*Exercise materials*:
┏━━
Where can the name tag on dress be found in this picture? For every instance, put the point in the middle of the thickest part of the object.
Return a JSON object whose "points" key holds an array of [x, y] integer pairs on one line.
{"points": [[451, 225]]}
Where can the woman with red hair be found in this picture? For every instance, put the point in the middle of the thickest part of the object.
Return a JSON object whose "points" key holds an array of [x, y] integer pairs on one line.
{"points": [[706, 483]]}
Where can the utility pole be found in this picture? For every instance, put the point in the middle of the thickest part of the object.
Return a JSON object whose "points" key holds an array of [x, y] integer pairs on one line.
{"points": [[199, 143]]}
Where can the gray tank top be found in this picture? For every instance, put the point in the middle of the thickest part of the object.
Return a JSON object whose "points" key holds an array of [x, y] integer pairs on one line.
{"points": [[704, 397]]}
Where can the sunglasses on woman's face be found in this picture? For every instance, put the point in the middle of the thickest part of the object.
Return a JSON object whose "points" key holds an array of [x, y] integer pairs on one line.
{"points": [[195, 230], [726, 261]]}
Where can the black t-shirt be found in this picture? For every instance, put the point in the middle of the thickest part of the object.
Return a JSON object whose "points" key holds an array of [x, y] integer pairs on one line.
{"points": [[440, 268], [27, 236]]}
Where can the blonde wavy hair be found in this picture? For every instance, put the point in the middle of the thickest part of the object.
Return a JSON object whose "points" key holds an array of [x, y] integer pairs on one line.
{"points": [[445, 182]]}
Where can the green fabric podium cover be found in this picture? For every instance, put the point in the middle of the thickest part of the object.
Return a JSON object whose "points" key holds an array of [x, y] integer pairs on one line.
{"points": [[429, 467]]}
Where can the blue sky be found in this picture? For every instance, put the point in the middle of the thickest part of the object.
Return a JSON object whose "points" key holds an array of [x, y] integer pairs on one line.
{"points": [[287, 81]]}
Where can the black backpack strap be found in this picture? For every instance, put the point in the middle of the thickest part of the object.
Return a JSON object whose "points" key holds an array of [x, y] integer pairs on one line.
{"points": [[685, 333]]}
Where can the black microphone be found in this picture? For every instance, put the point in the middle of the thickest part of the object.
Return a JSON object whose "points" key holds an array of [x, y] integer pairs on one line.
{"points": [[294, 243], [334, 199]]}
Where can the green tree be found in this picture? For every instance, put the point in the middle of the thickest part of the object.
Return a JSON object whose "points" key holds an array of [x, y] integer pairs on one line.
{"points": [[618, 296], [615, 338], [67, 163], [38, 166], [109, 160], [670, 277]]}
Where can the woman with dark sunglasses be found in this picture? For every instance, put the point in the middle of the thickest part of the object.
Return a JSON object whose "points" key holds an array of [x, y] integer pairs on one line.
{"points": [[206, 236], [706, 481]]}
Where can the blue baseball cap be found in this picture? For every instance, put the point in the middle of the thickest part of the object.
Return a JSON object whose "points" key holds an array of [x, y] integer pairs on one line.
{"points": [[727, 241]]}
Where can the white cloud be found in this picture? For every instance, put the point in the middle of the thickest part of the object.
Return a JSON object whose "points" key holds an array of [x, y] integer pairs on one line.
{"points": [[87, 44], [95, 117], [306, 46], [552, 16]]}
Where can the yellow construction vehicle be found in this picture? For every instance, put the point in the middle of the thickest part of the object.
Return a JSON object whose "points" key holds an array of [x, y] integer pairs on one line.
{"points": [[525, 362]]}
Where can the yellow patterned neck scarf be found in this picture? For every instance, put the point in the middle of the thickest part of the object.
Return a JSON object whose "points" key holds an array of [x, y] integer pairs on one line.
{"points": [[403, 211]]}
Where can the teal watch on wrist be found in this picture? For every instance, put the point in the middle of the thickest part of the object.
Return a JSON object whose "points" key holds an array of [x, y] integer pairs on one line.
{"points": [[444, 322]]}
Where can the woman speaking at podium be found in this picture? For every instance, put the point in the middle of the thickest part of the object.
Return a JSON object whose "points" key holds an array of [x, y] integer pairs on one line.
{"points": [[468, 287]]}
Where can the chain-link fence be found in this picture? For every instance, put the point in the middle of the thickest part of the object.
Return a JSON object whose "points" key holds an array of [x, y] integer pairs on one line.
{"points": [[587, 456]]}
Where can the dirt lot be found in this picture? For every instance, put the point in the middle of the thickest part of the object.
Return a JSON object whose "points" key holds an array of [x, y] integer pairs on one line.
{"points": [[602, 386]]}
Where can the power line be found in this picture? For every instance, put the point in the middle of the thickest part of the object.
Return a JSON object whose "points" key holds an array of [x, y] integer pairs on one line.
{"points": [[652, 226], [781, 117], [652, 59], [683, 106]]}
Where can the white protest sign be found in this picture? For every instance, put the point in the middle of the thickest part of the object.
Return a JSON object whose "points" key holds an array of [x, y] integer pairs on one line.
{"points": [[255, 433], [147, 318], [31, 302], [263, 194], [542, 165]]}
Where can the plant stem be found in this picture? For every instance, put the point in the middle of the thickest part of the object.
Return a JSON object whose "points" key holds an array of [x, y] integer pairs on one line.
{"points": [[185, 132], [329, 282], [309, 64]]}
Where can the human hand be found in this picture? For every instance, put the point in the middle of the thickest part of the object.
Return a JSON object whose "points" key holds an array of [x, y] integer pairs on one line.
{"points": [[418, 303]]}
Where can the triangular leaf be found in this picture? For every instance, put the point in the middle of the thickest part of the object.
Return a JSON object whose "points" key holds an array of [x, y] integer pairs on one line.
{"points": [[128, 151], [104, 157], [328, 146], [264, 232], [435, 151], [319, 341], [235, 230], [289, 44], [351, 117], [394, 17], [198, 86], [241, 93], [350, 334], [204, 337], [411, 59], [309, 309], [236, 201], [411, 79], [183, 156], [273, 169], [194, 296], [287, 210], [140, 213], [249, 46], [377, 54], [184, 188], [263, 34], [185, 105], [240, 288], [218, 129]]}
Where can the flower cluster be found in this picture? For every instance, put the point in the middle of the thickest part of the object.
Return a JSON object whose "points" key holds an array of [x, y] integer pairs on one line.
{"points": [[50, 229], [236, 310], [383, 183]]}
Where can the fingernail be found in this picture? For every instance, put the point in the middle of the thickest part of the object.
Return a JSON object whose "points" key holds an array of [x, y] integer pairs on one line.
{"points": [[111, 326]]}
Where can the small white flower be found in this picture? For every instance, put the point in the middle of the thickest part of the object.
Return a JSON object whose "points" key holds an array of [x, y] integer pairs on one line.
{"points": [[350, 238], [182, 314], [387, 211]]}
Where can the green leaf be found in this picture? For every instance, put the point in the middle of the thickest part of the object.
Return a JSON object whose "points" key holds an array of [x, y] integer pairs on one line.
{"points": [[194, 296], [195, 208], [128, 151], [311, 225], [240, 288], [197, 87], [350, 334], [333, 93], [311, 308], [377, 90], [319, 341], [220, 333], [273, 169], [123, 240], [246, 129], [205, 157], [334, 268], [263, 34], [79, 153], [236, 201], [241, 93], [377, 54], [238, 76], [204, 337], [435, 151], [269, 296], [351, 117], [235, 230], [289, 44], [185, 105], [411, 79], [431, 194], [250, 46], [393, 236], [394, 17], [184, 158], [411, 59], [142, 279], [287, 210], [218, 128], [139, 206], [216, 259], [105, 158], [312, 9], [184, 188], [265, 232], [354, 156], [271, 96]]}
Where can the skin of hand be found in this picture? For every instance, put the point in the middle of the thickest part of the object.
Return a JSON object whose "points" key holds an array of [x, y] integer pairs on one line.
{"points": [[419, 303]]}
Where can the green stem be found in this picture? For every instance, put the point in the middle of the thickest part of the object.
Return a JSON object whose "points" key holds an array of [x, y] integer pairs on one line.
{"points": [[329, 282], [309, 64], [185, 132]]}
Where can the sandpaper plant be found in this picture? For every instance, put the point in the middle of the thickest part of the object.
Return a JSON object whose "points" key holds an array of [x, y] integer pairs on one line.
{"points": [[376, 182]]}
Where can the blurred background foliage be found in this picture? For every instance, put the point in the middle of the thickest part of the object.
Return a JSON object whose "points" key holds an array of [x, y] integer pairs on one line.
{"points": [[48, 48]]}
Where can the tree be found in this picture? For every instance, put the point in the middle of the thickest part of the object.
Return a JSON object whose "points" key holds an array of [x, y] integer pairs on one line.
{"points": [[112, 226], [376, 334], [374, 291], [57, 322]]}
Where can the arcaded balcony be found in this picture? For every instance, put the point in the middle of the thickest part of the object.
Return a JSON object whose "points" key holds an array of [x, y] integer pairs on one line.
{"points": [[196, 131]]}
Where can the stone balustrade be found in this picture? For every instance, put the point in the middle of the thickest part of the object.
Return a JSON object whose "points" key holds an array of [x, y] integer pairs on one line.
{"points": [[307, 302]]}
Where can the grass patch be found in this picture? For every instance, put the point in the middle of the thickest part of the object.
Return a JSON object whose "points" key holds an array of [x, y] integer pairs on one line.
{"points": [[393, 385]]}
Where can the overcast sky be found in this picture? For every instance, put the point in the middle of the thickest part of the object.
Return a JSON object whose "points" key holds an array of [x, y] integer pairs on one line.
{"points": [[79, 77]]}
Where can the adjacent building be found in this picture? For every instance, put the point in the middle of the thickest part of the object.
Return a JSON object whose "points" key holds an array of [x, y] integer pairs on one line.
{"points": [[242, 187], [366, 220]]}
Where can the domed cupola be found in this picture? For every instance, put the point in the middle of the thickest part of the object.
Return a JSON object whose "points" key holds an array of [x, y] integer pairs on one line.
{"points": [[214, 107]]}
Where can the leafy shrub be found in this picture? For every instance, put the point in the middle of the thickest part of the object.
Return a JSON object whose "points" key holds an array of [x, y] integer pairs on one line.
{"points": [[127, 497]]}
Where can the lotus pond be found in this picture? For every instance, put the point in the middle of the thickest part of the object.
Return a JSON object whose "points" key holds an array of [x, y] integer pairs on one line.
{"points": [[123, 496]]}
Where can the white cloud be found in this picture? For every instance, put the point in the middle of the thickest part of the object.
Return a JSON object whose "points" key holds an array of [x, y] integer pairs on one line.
┗━━
*Problem requirements*: List every line above that holds the word "stem".

*Task response*:
Where can the plant stem be found in this picture? For every instance, put the point in the middle of the thickest part of the object.
Where can the green stem be found in this picture? For every instance, put the point in the middle of the thickest part of the object.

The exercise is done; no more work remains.